Reading text: Begin

Trinidad

I woke up to what sounded like a farmyard convention. Rafael's casa was on the edge of town so I was roused by a veritable chorus of barn animals that all seemed to be egging the other on to make ever more enthusiastic and irritating noises. The cockrels were engaged in an especially vociferous debate.

Breakfast at casa Rafael was an absolute treat. Every morning in Cuba it had been the same ritual. Banana, guava, pineapple, wake the dead coffee, egg, juice and stale bread. Today had the welcome addition of two whole new fruits and, wait for it, processed ham. I wolfed the whole meal down faster than a Victorian urchin at a buffet. There were even biscuits and pastry like treats which I pocketed for the road.

If anything, Cuba has made me exceedingly grateful for things I have always taken for granted. Access to good and reliable food and internet were now blessings that I wept with joy upon receiving. Traveling in a vehicle that didn't crush your vertebrae into dust was another.

It was hard to imagine what most Cubans thought of us spoilt, greedy Westerners. All Cubans my age or above would have lived through 'The Special Period.' This was the time after 1991 when the Soviet Union collapsed and led to an instantaneous 60% contraction of the economy. The worst of it lasted until 1994, during which the average Cuban lost a third of their bodyweight. This enforced crash dieting has given the Cubans something of a thick skin when it comes to their everyday hassles.

Cubans are, as a result of this and many other of Communism's quirks, a very innovative people. They really have managed to squeeze a great deal from a very short deck.

Whilst life here is by no means perfect, I get the impression that most Cubans are a happy lot. It's hard to be mad when the weather is glorious most of the year and rum is the same price as water. I've also seen far less abject poverty here than most places in the US. And they get free healthcare too. America please take note.

Over the last few days I've been attempting to dip my wick in the spirit of Cuban frugality. This is an incredibly difficult place to travel as a solo traveler on a tight budget. There are almost no hostels so 20 CUC is about as low as you can go a night. There are also very few shops that sell food that is particularly edible on the go. And if find one are you are likely to have to wait in line. A time honored Communist tradition.

One money saving tip I'd started using was to substitute lunch with banannas. Bananas were one of the few foods one could easily pick up for little money. They were filling, portable and bunged you up real good if you happened to have the shits (incedentally my gastric health has been nothing short of phenomenal so far). They are also easily shared and don't spoil as quickly as most fruits and vegetables.

Another little trick I picked up from the Cubans was to buy rum and sneak it into bars. Pretty much every Cuban I'd seen on a night out had managed to smuggle rum in through some cavity or another. One bottle of rum cost as much as two mojitos in a bar. The economics are hard to ignore. It's also a good way to make friends, if the bananas don't work.

Reading text: End
Data supplied: Begin

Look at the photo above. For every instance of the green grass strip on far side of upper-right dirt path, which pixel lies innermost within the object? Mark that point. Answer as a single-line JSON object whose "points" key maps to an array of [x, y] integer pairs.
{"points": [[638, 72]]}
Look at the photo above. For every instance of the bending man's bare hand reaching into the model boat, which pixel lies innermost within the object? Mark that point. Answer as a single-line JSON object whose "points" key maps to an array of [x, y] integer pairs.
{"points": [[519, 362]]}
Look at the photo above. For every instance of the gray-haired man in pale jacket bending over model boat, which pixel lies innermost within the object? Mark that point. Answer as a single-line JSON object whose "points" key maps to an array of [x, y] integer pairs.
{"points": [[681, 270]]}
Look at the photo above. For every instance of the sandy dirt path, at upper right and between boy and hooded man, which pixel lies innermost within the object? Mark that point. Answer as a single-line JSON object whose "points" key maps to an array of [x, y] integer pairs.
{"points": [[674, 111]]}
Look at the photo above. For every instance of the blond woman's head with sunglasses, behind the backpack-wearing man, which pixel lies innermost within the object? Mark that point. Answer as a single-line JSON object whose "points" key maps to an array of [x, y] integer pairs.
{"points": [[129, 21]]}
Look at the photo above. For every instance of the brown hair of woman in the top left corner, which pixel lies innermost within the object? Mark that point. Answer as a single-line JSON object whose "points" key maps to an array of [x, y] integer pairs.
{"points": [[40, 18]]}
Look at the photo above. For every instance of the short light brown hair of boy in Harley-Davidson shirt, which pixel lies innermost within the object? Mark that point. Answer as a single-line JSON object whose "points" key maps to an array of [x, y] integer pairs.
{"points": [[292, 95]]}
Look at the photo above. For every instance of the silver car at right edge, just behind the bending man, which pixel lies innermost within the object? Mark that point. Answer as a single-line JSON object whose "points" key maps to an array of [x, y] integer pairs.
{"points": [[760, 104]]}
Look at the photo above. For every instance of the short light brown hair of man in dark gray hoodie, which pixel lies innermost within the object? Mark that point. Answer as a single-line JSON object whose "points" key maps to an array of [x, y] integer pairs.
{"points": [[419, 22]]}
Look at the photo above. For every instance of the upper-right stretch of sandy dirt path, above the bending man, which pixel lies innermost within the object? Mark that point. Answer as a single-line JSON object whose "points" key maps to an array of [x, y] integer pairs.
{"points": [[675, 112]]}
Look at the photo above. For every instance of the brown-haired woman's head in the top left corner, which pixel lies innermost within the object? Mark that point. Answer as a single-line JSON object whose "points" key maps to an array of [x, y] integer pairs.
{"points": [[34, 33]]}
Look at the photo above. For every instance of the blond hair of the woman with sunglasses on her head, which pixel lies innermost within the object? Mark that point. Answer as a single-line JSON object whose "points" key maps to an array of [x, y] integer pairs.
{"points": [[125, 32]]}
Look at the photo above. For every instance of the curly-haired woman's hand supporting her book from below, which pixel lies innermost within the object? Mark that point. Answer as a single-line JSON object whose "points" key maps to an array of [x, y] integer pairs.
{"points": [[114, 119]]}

Data supplied: End

- [Action item A]:
In the Trinidad travel account, by how much did the Cuban economy contract after the Soviet Union collapsed?
- [Action item B]:
Quote the Trinidad travel account, starting at the words "Over the last" and ending after "fruits and vegetables.".
- [Action item C]:
Extend the Trinidad travel account beyond its last sentence, keeping the same voice.

- [Exercise answer A]:
It contracted by 60%.

- [Exercise answer B]:
Over the last few days I've been attempting to dip my wick in the spirit of Cuban frugality. This is an incredibly difficult place to travel as a solo traveler on a tight budget. There are almost no hostels so 20 CUC is about as low as you can go a night. There are also very few shops that sell food that is particularly edible on the go. And if find one are you are likely to have to wait in line. A time honored Communist tradition.

One money saving tip I'd started using was to substitute lunch with banannas. Bananas were one of the few foods one could easily pick up for little money. They were filling, portable and bunged you up real good if you happened to have the shits (incedentally my gastric health has been nothing short of phenomenal so far). They are also easily shared and don't spoil as quickly as most fruits and vegetables.

- [Exercise answer C]:
My plan for the day was to hike to a waterfall around 15k from Trinidad. I'd heard it was a half decent spot and the surrounding countryside was quite delightful. No sooner had I left Trinidad than I was approached by a man with a horse and cart. He was called Felix and wore a Confederate flag cap with the word 'Rebel' written accross the front. I thought about explaining why his choice of headware wasn't quite Cuban Communist appropriate, but I think it would be have just led to more confusion.

He offered me a ride to the falls and back for 10 CUC with entrance to the waterfall included. Given that the entrance fee to the waterfalls is 10 CUC, this deal was too good to ignore. I decided I would expend the energy I'd saved later in the evening on the dance floor.

I was soon glad for the ride. The path was treacherous and confusing. We had to ford several rivers and deep, liquid mud to get there. Without Felix, I'd probably be halfway to Havana by now. My Spanish had improved somewhat and I was able to hold something close to a conversation. Of course, he wanted to talk about every Cuban male's favorite topic.

'Chicas Cubanos es muy caliente, si?' I heartily agreed, with much head nodding. Although I'd noticed a hugely disproportionate number of Cuban men out at night vs women. I assumed they were all stuck at home looking after their children. Come to think of it, the only Cuban girl I'd really spoken to on a night out to was Jumania the transvestite.

The waterfall was an easy walk from the national park entrance. Although calling it a waterfall was more than generous. This is the middle of the dry season so it was more of a waterpiddle. At the base there was a deep, turquoise pool which I flopped into with great glee. Any solo female traveler who perched themselves by the water was immediately (and predictably) set upon by an amorous Cuban horseman. There was a small army of them perched above the fall, ready to strike at a moment's notice.

Back at the casa a group of middle aged French guests had arrived. I got talking with their guide Rosaria. She seemed pretty fed up with her tour group, which was quite understandable after I'd spent five minutes in their company. I told her she should go to the cave club later as we'd had a fun night there and might go there again.

That evening I met up with the two French girls from Vinales, Marion and Gael. We had arranged to meet Tom, Simon and a couple from San Francisco at the town square. Miraculously, we were able to successfully assemble without any access to the internet. Who knew it was possible?

We had something of a squad going and merrily drank mojitos watching salsa on the steps next to the cathedral. It was about as Cuban an evening as it gets. Decent company can really make or break an evening whilst traveling. Barflying or just reading quietly in a cafe is certainly pleasurable but it's great to have a group night out with fun folks every once in a while.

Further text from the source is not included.